**Tugas Anda:** Menurut teks tentang merancang materi ajar, materi apa saja yang disatukan penulis dalam satu kesempatan?

Karena saya mengajar mapel agama, maka saya mencoba menyatukan materi akhlak, fiqh, serta iman dalam satu kesempatan. Dengan cara ini, 3 bab materi ajar bisa diringkas menjadi 1 bab saja tanpa harus mengurangi esensi.
Sederhananya, mendesain materi ajar yang sambung-menyambung mirip seperti mata kuliah prasyarat di dunia kampus. Untuk menyelami materi minggu depan, anak-anak biasanya perlu menimba materi minggu lalu. Jadi, secara tidak langsung mereka telah mengulang pelajaran.
Rasanya cara ini lebih baik daripada bersandar pada materi buku ajar yang senantiasa melompat-lompat.
Ketiga, Sesekali Menghadirkan Kurikulum Kafetaria
Rasanya kurikulum kafetaria sudah tidak asing lagi bagi para guru. Secara, kurikulum ala kafe alias restoran ini dihadirkan untuk memfasilitasi pendidikan nonformal demi merengkuh efektivitas.

**Data:**
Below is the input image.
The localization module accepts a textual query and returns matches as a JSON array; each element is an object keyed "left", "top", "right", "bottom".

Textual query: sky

--

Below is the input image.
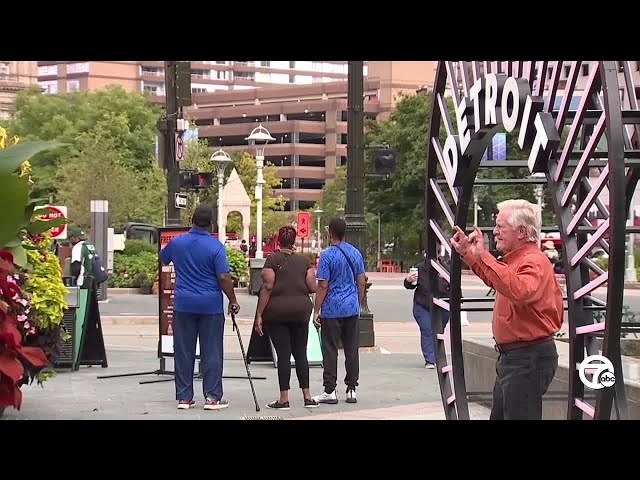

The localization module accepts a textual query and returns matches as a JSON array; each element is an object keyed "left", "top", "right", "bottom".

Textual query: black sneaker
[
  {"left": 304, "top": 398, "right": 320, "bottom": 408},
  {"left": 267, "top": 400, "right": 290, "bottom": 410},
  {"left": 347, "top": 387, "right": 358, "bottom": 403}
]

**Jawaban:** Akhlak, fiqh, dan iman.